WHAT NEEDS TO BE DONE> Report how many lines of the material below contain the string "farmland", treating uppercase and lowercase as different. Reply with the number alone.

INPUT RECORDS>
******************************
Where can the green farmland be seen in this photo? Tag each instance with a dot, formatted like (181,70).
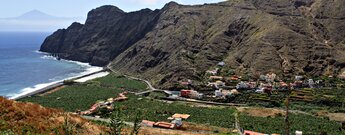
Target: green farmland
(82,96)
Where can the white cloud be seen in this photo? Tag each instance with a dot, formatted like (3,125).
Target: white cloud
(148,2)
******************************
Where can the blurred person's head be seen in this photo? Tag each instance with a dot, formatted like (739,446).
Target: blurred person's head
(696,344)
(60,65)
******************************
FULL ANSWER> 2